[START]
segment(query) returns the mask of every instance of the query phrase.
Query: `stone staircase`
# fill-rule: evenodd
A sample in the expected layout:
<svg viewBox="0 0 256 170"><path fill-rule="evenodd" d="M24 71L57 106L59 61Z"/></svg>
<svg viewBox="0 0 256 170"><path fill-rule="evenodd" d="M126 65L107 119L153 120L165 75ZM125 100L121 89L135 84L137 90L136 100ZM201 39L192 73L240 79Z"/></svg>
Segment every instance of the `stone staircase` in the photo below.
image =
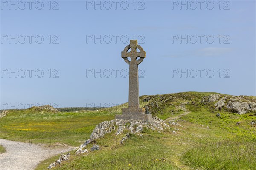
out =
<svg viewBox="0 0 256 170"><path fill-rule="evenodd" d="M181 103L180 105L179 105L178 107L178 108L181 109L182 110L184 111L184 113L181 114L178 116L177 116L176 117L169 117L169 118L166 119L164 120L165 122L168 122L169 121L171 122L174 122L177 119L180 118L181 117L183 117L187 114L190 113L191 112L190 110L188 109L187 109L186 107L186 103Z"/></svg>

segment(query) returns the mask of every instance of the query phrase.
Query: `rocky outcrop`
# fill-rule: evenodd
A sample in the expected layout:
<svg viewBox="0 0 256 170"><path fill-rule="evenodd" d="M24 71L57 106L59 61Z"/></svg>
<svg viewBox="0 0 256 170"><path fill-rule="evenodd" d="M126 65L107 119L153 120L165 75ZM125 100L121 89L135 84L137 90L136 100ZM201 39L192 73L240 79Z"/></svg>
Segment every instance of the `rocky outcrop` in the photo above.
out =
<svg viewBox="0 0 256 170"><path fill-rule="evenodd" d="M125 142L129 138L130 138L130 134L129 133L127 133L126 134L126 136L125 136L125 137L124 137L123 138L122 138L120 143L121 144L122 144L124 143L124 142Z"/></svg>
<svg viewBox="0 0 256 170"><path fill-rule="evenodd" d="M119 135L123 133L124 130L128 130L129 132L134 133L141 132L144 128L151 129L159 132L163 131L165 127L169 125L164 123L161 119L154 117L152 120L135 121L132 120L111 120L110 121L104 121L95 127L90 136L91 140L102 137L107 133L110 133L116 130L115 134ZM87 145L87 141L83 144Z"/></svg>
<svg viewBox="0 0 256 170"><path fill-rule="evenodd" d="M221 96L218 94L212 94L208 97L208 102L216 102Z"/></svg>
<svg viewBox="0 0 256 170"><path fill-rule="evenodd" d="M93 147L91 148L91 151L99 150L99 146L96 144L93 144Z"/></svg>
<svg viewBox="0 0 256 170"><path fill-rule="evenodd" d="M70 153L68 153L67 155L61 155L60 156L59 158L55 162L53 162L48 167L48 169L52 169L53 167L55 167L57 165L59 165L61 164L63 161L67 161L69 158Z"/></svg>
<svg viewBox="0 0 256 170"><path fill-rule="evenodd" d="M218 94L211 94L209 96L204 97L201 101L201 103L205 102L215 102L218 100L221 95Z"/></svg>
<svg viewBox="0 0 256 170"><path fill-rule="evenodd" d="M218 94L211 94L203 98L201 102L216 102L215 109L221 110L223 108L231 109L231 111L239 114L246 113L248 111L256 110L256 101L247 96L227 96L221 98Z"/></svg>
<svg viewBox="0 0 256 170"><path fill-rule="evenodd" d="M218 113L216 115L216 116L218 118L221 117L221 113Z"/></svg>
<svg viewBox="0 0 256 170"><path fill-rule="evenodd" d="M90 139L95 139L104 136L106 133L109 133L116 129L114 126L115 121L112 120L110 121L104 121L98 125L92 133Z"/></svg>
<svg viewBox="0 0 256 170"><path fill-rule="evenodd" d="M221 99L218 102L214 104L214 106L215 106L215 109L221 109L223 106L226 105L225 102L227 97L224 97L222 99Z"/></svg>
<svg viewBox="0 0 256 170"><path fill-rule="evenodd" d="M9 112L8 111L8 110L3 110L2 112L0 113L0 118L1 118L5 116L9 113Z"/></svg>
<svg viewBox="0 0 256 170"><path fill-rule="evenodd" d="M35 111L41 112L46 111L53 113L60 112L58 110L49 105L46 105L42 106L33 106L30 109L34 110Z"/></svg>
<svg viewBox="0 0 256 170"><path fill-rule="evenodd" d="M241 101L230 101L227 107L234 110L239 114L245 114L247 110L255 110L256 103L253 102L247 102Z"/></svg>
[END]
Rewrite every line of the data above as a numbered list, skipping blank lines and leaving out the picture.

COMPLETE ANSWER =>
1. segment(query) returns the mask of every instance of the query phrase.
2. Query: `stone staircase`
3. # fill-rule: evenodd
4. A sample in the expected layout:
5. <svg viewBox="0 0 256 170"><path fill-rule="evenodd" d="M24 71L57 106L59 61Z"/></svg>
6. <svg viewBox="0 0 256 170"><path fill-rule="evenodd" d="M126 65L107 119L153 120L165 75ZM125 100L121 89L135 84L137 90L136 100ZM201 39L192 73L240 79Z"/></svg>
7. Segment every instance of the `stone staircase` in the photo below.
8. image =
9. out =
10. <svg viewBox="0 0 256 170"><path fill-rule="evenodd" d="M181 103L180 105L179 105L178 107L178 108L181 109L182 110L184 111L184 113L181 114L178 116L177 116L176 117L169 117L169 118L166 119L164 120L165 122L168 122L169 121L171 122L174 122L177 119L180 118L181 117L183 117L187 114L190 113L191 112L190 110L188 109L187 109L186 107L186 103Z"/></svg>
11. segment(query) returns the mask of every instance of the query phrase.
12. Query: `rocky outcrop`
13. # fill-rule: evenodd
14. A sample in the expected layout:
15. <svg viewBox="0 0 256 170"><path fill-rule="evenodd" d="M24 71L57 106L59 61Z"/></svg>
16. <svg viewBox="0 0 256 170"><path fill-rule="evenodd" d="M126 65L107 119L153 120L165 75ZM125 100L121 89L135 84L137 90L136 100ZM201 39L192 73L240 79Z"/></svg>
17. Segment every instance of the `rocky outcrop` in the photo above.
18. out =
19. <svg viewBox="0 0 256 170"><path fill-rule="evenodd" d="M125 142L129 138L130 138L130 134L129 133L127 133L126 134L126 136L125 136L125 137L124 137L123 138L122 138L120 143L121 144L122 144L124 143L124 142Z"/></svg>
20. <svg viewBox="0 0 256 170"><path fill-rule="evenodd" d="M119 135L123 133L124 130L128 130L129 132L134 133L141 132L144 128L151 129L159 132L163 131L165 127L169 125L164 123L161 119L154 117L152 120L135 121L132 120L111 120L110 121L104 121L95 127L90 136L91 140L102 137L107 133L110 133L116 130L115 134ZM87 145L87 141L83 144Z"/></svg>
21. <svg viewBox="0 0 256 170"><path fill-rule="evenodd" d="M221 96L218 94L212 94L208 97L208 102L216 102Z"/></svg>
22. <svg viewBox="0 0 256 170"><path fill-rule="evenodd" d="M93 147L91 148L91 151L99 150L99 146L96 144L93 144Z"/></svg>
23. <svg viewBox="0 0 256 170"><path fill-rule="evenodd" d="M70 153L68 153L67 155L61 155L60 156L59 158L55 162L53 162L48 167L48 169L52 169L53 167L55 167L57 165L59 165L61 164L63 161L67 161L69 158Z"/></svg>
24. <svg viewBox="0 0 256 170"><path fill-rule="evenodd" d="M218 94L211 94L209 96L204 97L201 101L201 103L205 102L215 102L218 100L221 95Z"/></svg>
25. <svg viewBox="0 0 256 170"><path fill-rule="evenodd" d="M218 94L211 94L203 98L201 102L216 102L215 109L221 110L223 108L231 109L231 111L239 114L246 113L248 111L256 110L256 101L247 96L227 96L221 98Z"/></svg>
26. <svg viewBox="0 0 256 170"><path fill-rule="evenodd" d="M218 113L216 115L216 116L218 118L221 117L221 113Z"/></svg>
27. <svg viewBox="0 0 256 170"><path fill-rule="evenodd" d="M90 139L95 139L104 136L106 133L109 133L116 129L114 126L115 121L112 120L110 121L104 121L98 125L92 133Z"/></svg>
28. <svg viewBox="0 0 256 170"><path fill-rule="evenodd" d="M221 99L218 102L214 104L214 106L215 106L215 109L221 109L223 106L226 105L225 102L227 97L224 97L222 99Z"/></svg>
29. <svg viewBox="0 0 256 170"><path fill-rule="evenodd" d="M9 112L8 111L8 110L3 110L2 112L0 113L0 118L1 118L5 116L9 113Z"/></svg>
30. <svg viewBox="0 0 256 170"><path fill-rule="evenodd" d="M35 111L41 112L46 111L53 113L60 112L58 110L49 105L46 105L42 106L33 106L30 109L34 110Z"/></svg>
31. <svg viewBox="0 0 256 170"><path fill-rule="evenodd" d="M241 101L230 101L227 107L234 110L239 114L245 114L247 110L255 110L256 103L253 102L247 102Z"/></svg>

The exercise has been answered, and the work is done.